▸ **INFORMATION PROVIDED**

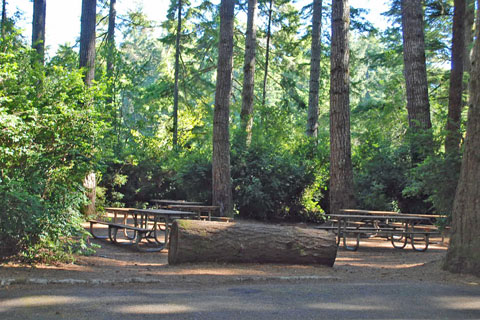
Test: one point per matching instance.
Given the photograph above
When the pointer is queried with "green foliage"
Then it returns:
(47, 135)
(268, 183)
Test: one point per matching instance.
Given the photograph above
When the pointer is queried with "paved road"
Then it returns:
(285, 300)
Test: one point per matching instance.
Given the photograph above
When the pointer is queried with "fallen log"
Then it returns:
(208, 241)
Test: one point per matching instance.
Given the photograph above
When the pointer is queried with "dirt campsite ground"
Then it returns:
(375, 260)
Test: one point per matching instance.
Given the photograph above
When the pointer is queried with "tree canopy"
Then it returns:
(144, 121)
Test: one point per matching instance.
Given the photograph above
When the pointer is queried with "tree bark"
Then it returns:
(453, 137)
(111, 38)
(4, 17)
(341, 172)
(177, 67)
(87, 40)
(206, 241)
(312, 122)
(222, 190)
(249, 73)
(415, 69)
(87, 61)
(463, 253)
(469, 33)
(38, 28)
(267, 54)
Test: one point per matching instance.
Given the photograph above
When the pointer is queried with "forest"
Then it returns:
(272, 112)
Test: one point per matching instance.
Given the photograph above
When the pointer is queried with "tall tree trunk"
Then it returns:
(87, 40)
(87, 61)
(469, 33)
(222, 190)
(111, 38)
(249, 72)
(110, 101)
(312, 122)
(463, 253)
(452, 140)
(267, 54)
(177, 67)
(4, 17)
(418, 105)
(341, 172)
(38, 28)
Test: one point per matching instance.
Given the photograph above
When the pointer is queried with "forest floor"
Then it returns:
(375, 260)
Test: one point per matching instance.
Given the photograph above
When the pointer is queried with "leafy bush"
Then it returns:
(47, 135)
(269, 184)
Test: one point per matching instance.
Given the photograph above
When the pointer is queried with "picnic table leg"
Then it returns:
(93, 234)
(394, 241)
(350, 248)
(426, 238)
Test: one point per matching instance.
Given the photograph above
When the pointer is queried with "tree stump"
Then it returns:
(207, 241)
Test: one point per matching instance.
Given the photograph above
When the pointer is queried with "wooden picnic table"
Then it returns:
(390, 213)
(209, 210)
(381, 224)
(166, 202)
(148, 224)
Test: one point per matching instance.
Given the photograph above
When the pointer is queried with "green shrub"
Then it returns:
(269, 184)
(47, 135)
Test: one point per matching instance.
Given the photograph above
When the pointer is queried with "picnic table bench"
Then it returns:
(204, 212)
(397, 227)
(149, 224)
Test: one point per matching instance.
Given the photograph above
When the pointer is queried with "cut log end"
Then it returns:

▸ **WHAT IS BEING ASKED**
Only lines holding the word "tree" are wanted, so copy each of them from the records above.

▸ **OUTPUT OF THE TASK**
When the pointer is queried with "tree canopy"
When the pointer is queried with "tree bark"
When the pointer is queried with "tall tree trunk"
When the pointer is queried with "tree stump"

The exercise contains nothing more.